Aim of the task
Please give the data below again in full, exactly as it stands.

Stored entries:
───
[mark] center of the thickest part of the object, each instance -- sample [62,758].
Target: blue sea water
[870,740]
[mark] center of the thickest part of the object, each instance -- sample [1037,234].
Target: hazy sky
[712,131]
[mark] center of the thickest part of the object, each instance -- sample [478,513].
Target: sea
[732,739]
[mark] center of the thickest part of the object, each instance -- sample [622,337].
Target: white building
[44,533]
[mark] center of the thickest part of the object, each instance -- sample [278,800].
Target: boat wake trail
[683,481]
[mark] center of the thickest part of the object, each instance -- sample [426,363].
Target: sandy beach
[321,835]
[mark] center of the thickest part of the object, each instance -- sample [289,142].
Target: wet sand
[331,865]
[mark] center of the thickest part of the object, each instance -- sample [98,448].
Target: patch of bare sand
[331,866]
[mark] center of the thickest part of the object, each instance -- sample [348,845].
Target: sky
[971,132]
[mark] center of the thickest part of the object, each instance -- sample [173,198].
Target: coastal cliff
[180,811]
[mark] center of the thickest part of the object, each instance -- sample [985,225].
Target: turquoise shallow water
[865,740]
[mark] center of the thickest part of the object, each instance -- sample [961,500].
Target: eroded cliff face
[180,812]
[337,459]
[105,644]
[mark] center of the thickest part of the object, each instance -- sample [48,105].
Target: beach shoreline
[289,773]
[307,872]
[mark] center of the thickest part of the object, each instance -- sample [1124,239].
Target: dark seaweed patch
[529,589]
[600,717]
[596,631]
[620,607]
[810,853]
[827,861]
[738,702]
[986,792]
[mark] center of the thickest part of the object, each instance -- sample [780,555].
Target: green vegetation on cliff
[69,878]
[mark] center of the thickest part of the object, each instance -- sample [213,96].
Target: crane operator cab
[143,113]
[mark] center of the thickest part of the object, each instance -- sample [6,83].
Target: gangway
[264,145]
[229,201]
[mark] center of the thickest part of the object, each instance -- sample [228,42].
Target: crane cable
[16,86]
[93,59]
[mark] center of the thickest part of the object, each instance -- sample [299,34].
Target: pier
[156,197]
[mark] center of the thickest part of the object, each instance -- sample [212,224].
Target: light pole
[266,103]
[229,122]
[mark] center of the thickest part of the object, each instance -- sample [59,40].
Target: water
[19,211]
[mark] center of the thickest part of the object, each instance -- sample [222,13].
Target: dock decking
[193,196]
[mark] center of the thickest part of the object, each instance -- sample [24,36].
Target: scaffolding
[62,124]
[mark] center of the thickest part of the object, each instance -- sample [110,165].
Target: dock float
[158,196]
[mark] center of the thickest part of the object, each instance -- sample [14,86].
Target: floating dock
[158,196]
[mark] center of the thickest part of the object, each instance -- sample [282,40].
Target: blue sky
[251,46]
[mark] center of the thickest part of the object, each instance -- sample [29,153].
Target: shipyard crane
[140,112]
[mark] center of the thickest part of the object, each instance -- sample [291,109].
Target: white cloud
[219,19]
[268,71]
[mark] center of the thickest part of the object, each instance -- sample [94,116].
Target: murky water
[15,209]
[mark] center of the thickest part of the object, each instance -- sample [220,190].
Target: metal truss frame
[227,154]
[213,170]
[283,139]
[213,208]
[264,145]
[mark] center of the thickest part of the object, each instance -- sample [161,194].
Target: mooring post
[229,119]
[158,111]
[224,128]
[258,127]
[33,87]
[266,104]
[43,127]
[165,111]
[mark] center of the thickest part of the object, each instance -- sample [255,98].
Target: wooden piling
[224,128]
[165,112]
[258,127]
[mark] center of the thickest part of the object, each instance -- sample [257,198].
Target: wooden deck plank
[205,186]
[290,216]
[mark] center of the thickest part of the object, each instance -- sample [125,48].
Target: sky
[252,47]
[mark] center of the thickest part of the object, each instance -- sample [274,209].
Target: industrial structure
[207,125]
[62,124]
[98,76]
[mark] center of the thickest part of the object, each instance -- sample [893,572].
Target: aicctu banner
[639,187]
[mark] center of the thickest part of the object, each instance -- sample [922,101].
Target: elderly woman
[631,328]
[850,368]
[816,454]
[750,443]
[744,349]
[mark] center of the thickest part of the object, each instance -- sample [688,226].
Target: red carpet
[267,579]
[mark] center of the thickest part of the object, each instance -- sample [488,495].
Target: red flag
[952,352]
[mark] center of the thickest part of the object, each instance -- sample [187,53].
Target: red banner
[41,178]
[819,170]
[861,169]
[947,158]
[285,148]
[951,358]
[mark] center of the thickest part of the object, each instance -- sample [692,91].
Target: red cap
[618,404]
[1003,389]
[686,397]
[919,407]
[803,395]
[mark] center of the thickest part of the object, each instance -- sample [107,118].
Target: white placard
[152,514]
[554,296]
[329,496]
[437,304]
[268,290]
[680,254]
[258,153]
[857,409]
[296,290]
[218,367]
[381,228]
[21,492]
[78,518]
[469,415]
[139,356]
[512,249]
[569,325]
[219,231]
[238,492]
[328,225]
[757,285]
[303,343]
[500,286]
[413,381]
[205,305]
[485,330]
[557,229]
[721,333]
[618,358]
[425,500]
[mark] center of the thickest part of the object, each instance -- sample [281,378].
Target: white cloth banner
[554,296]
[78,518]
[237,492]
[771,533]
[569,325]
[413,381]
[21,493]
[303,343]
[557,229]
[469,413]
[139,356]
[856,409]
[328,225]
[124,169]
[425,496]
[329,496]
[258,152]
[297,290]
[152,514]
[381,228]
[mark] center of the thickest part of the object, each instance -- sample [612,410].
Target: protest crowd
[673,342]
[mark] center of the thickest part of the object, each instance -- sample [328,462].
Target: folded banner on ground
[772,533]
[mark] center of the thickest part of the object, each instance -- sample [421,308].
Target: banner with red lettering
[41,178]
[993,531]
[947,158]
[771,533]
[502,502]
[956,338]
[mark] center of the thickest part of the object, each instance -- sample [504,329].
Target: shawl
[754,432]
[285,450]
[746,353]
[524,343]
───
Exercise output
[mark] center of the thickest part of the object, each instance -- sample [62,758].
Target: blue sea water
[870,740]
[mark] center of the thickest part of the object, each instance -- sample [1037,234].
Target: hazy sky
[712,131]
[mark] center of the thickest part of the object, each instance -- sample [478,513].
Target: sea
[732,739]
[mark] center of the thickest part of the object, each instance -- sample [622,337].
Target: white building
[44,533]
[mark] center of the thickest part of the object, each instance -- sample [278,800].
Target: boat wake trail
[683,481]
[mark] center of the thickest part of the object, each instance -- sample [426,363].
Target: sandy beach
[321,835]
[mark] center of the thickest part of the object, each instance -- sample [289,142].
Target: wet sand
[331,865]
[mark] center of the thickest part of the object, each instance -- sample [98,448].
Target: patch of bare sand
[331,866]
[mark] center of the thickest part of the object, each instance -- sample [348,845].
Target: sky
[971,132]
[mark] center of the thickest part of the object, each instance -- sample [173,198].
Target: coastal cliff
[180,811]
[mark] center of the thickest part of the object, each instance -- sample [985,225].
Target: turquoise shallow water
[865,740]
[mark] center of the thickest part of the object, each instance -- sample [961,500].
Target: eroded cliff face
[180,812]
[337,459]
[105,644]
[mark] center of the thickest part of the object, each instance -- sample [48,105].
Target: beach shoreline
[289,773]
[307,872]
[mark] center of the thickest part of the object, each instance -- sample [1124,239].
Target: dark seaweed patch
[529,589]
[600,717]
[596,631]
[620,607]
[810,853]
[827,861]
[738,702]
[986,792]
[mark] center of the thickest part of the object, each instance -- sample [780,555].
Target: green vegetation on cliff
[69,878]
[mark] center of the thickest part of the object, each instance -- sample [213,96].
Target: crane operator cab
[143,113]
[mark] center of the thickest part of the object, each instance -- sample [6,83].
Target: gangway
[264,145]
[229,201]
[mark] center of the thickest part of the object, each instance -- sample [228,42].
Target: crane cable
[16,86]
[93,59]
[mark] center of the thickest part of the object, each instance -- sample [299,34].
Target: pier
[156,197]
[mark] center of the thickest part of the object, each instance -- sample [212,224].
Target: light pole
[266,103]
[229,122]
[mark] center of the thickest part of the object, each instance -- sample [59,40].
Target: water
[19,211]
[mark] center of the thickest part of the object, each instance -- sample [222,13].
Target: dock decking
[193,196]
[mark] center of the thickest part of the object, each instance -- sample [24,36].
Target: scaffolding
[62,124]
[mark] center of the thickest part of the object, each instance -- sample [110,165].
Target: dock float
[158,196]
[mark] center of the thickest part of the object, each instance -- sample [14,86].
Target: floating dock
[158,196]
[mark] center of the thickest part of the object, each instance -- sample [282,40].
Target: blue sky
[251,46]
[mark] center of the thickest part of the object, each instance -- sample [29,153].
Target: shipyard crane
[140,112]
[mark] center of the thickest part of the object, each instance -- sample [291,109].
Target: white cloud
[219,19]
[268,71]
[mark] center of the thickest part of the object, each instance -- sample [94,116].
Target: murky water
[15,209]
[mark] center of the thickest part of the object, each instance -- sample [220,190].
Target: metal truss frame
[227,154]
[213,170]
[283,139]
[213,208]
[264,145]
[mark] center of the thickest part of the object, each instance -- sample [161,194].
Target: mooring post
[229,119]
[158,111]
[224,128]
[258,127]
[33,87]
[266,104]
[43,127]
[165,111]
[mark] center of the thickest part of the object, each instance -- sample [255,98].
Target: wooden piling
[224,128]
[165,112]
[258,127]
[mark] center of the thickest part of the object, each instance -- sample [257,198].
Target: wooden deck plank
[205,186]
[290,216]
[mark] center of the thickest part of the object, each instance -- sample [125,48].
Target: sky
[252,47]
[mark] center of the thickest part of the object, each instance -- sample [274,209].
Target: industrial structure
[207,125]
[62,124]
[98,76]
[mark] center of the thickest part of the object, each instance -- sample [893,572].
Target: aicctu banner
[639,187]
[mark] center of the thickest part of the object, each instance -- sample [922,101].
Target: elderly woman
[631,328]
[850,368]
[816,454]
[750,443]
[744,349]
[mark] center of the thickest part of the object, each instance -- sample [688,226].
Target: red carpet
[267,579]
[mark] center of the thickest part of the object, each instance -- sample [488,495].
Target: red flag
[952,352]
[mark] center of the thickest part of the object, each instance -- sample [187,53].
Target: red banner
[41,178]
[819,170]
[861,169]
[947,158]
[285,148]
[951,358]
[mark] center of the thickest part of the object, each instance -- sample [692,91].
Target: red cap
[618,404]
[1003,389]
[686,397]
[919,407]
[803,395]
[mark] center of the thickest part of the object, each instance -- sample [107,118].
Target: white placard
[152,514]
[554,296]
[329,496]
[437,304]
[268,290]
[680,254]
[258,153]
[857,409]
[296,290]
[218,367]
[381,228]
[21,492]
[78,518]
[469,415]
[139,356]
[512,249]
[569,325]
[219,231]
[238,492]
[328,225]
[757,285]
[303,343]
[500,286]
[413,381]
[205,305]
[485,330]
[557,229]
[721,333]
[618,358]
[425,500]
[mark] center of the thickest part of the object, each instance -- sample [281,378].
Target: white cloth banner
[554,296]
[78,518]
[237,492]
[771,533]
[569,325]
[413,381]
[21,493]
[303,343]
[557,229]
[469,413]
[139,356]
[856,409]
[328,225]
[124,169]
[425,496]
[329,496]
[258,152]
[297,290]
[152,514]
[381,228]
[mark] center of the thickest part of the object, each instance -- sample [612,410].
Target: protest crowd
[673,342]
[mark] center of the thickest part of the object, each instance -- sample [328,462].
Target: folded banner on ground
[772,533]
[mark] center of the thickest part of the object, each instance -- sample [421,308].
Target: banner with red lettering
[41,178]
[993,531]
[947,158]
[771,533]
[502,502]
[956,338]
[mark] center of the thickest part of the object, each instance -- sample [504,329].
Target: shawl
[754,432]
[285,450]
[746,353]
[524,343]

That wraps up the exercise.